# [Document passage]
The clear-cut line underneath the Peak 2 Peak is good for more than a steep drop into Fitzsimmons Creek on a powder day - some scientists from the University of British Columbia in Vancouver are using the cleared area to conduct an experiment, studying how an endangered B.C. tree will fare in the face of climate change.

Dr. Sally Aitken and her then-graduate student Sierra McLane planted about 700 whitebark pine saplings at six sites under the Blackcomb side of the gondola last autumn. On Oct.23 they went back for the first time to see how those trees - most just a few centimetres tall - are doing. "They're faring better than I expected," said Aitken, who worried that many of the trees wouldn't have taken hold. "When you're dealing with an endangered species you just want to see them thrive."

# [Records for this exercise]
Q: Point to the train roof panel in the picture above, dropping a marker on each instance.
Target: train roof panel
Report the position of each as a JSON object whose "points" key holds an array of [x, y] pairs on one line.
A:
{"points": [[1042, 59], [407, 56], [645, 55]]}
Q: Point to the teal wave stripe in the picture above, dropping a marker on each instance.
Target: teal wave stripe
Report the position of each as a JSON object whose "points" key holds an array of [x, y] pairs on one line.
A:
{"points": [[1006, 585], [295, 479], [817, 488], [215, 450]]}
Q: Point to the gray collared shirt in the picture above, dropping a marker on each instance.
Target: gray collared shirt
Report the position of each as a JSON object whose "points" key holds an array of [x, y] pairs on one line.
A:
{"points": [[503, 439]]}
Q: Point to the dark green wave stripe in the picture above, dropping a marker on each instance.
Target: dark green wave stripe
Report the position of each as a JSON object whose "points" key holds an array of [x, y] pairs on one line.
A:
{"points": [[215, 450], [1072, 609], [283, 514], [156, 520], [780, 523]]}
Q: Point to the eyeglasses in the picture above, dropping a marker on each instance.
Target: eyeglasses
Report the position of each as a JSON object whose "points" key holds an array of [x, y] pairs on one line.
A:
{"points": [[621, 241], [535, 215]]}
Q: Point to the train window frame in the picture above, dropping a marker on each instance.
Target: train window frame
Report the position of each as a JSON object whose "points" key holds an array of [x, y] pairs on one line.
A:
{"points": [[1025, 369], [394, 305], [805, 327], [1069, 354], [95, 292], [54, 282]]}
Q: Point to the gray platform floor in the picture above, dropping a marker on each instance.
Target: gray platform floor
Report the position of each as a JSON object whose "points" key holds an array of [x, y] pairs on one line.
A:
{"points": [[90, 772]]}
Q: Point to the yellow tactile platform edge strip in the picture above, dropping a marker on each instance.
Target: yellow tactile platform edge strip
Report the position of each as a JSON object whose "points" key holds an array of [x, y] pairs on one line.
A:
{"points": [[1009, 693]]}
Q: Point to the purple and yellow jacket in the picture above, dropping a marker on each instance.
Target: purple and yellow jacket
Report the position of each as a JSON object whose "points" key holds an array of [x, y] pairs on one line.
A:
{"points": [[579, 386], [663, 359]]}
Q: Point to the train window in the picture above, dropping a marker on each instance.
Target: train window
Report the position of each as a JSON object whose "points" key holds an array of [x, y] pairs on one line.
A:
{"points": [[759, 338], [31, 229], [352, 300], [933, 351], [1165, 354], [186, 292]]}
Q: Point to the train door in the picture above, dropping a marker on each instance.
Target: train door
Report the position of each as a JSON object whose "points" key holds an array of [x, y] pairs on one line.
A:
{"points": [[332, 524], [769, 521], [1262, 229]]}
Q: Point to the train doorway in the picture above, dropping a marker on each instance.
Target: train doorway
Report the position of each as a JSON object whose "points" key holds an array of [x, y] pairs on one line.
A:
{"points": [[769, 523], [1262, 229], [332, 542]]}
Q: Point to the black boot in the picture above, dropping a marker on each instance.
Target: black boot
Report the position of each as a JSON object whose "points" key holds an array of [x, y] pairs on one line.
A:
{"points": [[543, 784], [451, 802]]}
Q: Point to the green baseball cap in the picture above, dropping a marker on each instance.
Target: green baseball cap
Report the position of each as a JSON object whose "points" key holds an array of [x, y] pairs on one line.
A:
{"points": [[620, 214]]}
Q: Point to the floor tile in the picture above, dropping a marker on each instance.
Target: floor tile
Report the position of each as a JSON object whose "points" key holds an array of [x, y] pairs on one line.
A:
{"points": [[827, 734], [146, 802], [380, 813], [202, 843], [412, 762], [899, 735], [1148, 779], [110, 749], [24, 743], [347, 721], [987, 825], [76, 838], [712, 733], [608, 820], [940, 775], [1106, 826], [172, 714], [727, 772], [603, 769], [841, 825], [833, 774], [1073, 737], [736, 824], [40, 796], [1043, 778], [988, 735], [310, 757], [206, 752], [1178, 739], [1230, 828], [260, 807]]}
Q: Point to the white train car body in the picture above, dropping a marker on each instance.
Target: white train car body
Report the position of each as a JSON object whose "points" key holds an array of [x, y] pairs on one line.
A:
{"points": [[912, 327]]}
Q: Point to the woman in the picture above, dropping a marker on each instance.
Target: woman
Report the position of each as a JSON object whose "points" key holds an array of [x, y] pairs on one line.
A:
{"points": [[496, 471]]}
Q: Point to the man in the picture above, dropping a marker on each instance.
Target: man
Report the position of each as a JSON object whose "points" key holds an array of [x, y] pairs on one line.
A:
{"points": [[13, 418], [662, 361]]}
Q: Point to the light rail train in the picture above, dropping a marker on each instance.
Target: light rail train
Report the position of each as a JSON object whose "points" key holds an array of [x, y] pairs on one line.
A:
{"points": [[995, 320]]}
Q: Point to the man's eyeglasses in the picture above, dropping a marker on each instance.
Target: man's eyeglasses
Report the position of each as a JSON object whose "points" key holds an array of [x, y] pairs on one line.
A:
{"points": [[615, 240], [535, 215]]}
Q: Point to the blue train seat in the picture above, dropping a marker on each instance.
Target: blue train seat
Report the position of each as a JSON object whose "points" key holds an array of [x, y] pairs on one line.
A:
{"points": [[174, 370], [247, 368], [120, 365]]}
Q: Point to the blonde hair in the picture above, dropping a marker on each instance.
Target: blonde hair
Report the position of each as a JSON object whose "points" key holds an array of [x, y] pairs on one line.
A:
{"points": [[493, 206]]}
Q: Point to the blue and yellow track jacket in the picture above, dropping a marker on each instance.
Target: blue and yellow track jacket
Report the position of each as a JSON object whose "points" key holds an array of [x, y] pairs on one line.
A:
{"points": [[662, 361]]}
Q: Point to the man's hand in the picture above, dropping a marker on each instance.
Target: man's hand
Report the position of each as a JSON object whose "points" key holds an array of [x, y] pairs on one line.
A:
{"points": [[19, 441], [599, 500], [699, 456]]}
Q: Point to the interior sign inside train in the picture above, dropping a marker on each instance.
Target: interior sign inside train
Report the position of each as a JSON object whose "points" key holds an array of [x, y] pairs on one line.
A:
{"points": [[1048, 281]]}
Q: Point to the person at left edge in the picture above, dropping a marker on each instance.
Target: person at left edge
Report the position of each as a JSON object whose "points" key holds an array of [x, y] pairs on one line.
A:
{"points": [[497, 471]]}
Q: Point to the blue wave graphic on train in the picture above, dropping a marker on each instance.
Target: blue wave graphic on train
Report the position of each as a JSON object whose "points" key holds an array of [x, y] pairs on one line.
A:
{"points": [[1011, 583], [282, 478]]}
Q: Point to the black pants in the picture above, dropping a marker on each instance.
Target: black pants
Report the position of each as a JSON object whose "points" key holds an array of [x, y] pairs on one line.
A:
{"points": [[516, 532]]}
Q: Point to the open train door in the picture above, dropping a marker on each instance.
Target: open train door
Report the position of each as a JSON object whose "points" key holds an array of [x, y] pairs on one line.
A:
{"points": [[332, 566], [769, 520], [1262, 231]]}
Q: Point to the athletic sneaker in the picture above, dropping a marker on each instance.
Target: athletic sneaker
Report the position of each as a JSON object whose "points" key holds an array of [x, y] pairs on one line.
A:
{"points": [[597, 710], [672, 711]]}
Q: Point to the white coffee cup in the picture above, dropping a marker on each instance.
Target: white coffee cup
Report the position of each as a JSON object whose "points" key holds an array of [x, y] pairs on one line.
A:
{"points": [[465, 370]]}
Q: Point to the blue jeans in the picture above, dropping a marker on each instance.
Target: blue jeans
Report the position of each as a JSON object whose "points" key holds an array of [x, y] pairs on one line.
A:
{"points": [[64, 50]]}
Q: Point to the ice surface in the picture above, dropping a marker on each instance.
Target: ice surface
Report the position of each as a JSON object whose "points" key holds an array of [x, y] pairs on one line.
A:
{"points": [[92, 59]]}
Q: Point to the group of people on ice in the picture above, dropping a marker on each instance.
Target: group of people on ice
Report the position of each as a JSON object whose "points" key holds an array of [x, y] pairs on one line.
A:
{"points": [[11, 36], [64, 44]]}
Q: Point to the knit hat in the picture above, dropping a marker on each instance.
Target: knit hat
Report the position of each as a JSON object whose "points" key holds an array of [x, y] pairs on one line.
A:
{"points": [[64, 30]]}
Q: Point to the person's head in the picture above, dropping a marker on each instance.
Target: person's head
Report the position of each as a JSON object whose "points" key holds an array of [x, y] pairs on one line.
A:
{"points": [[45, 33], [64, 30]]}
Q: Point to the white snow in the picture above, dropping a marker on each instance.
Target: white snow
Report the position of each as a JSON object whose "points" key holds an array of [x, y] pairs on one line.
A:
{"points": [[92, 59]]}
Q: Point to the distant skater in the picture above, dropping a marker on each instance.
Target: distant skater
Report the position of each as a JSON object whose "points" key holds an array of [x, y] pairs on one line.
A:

# [To-do list]
**A)** Swap "white snow" for "packed snow" in the records from the line containing "Q: Point to the knit" through the end of the records, and give back those lines with nothing else changed.
**B)** Continue the passage about the whitebark pine saplings planted under the Peak 2 Peak gondola.
The text and the records are unrelated to each other.

# [The results]
**A)**
Q: Point to the knit hat in the picture above, dropping a marker on each instance.
Target: knit hat
Report the position of each as a JSON object whose "points" key holds an array of [x, y] pairs on one line.
A:
{"points": [[64, 30]]}
Q: Point to the person's head in the picture above, dropping a marker on each instance.
Target: person's head
Report the position of each as a JSON object whose "points" key holds an array of [x, y] pairs on one line.
A:
{"points": [[45, 33], [64, 30]]}
Q: Point to the packed snow in the picture above, dropping a marker on each instance.
Target: packed snow
Report the position of each as a JSON object whose "points" key holds an array of [x, y] pairs on one line.
A:
{"points": [[92, 59]]}
Q: Point to the distant skater in the picture above, dropping a marker on each instance.
Target: distant skater
Report the position of each as a JSON object whose "points" key holds an array of [x, y] pairs on one line.
A:

**B)**
The idea behind the experiment is to use the clear-cut strip as a sort of time machine. As anyone who has been hiking up the mountain knows, it's colder at the top than at the bottom - by about 3C on average. Decades from now, temperatures at the top of the mountain might be more like those at the bottom, as the world warms from all the extra carbon dioxide pumped into the atmosphere. So the researchers are using the bottom of the mountain as a stand-in for future climate conditions. For that purpose, the line under the gondola is perfect - all facing southwest, and with easy road access. "They were looking on Google Earth for a suitable site. All of a sudden it was like: 'Peak 2 Peak', aha!" said Aitken.

The tree they're studying - the whitebark pine - was declared endangered in Canada in April 2010. Though this tree is hardy in cold climates, it faces a number of other challenges. It relies heavily on one bird - the big-beaked Clark's nutcracker - to disperse its seeds (the researchers have nick-named their research car "bean" after the bird's latin name, Nucifraga columbiana, because they, like the bird, are spreading seeds). And the whitebark pine is extremely slow-growing - it grows only a couple of millimetres a year, which means that other, faster-growing species often crowd it out.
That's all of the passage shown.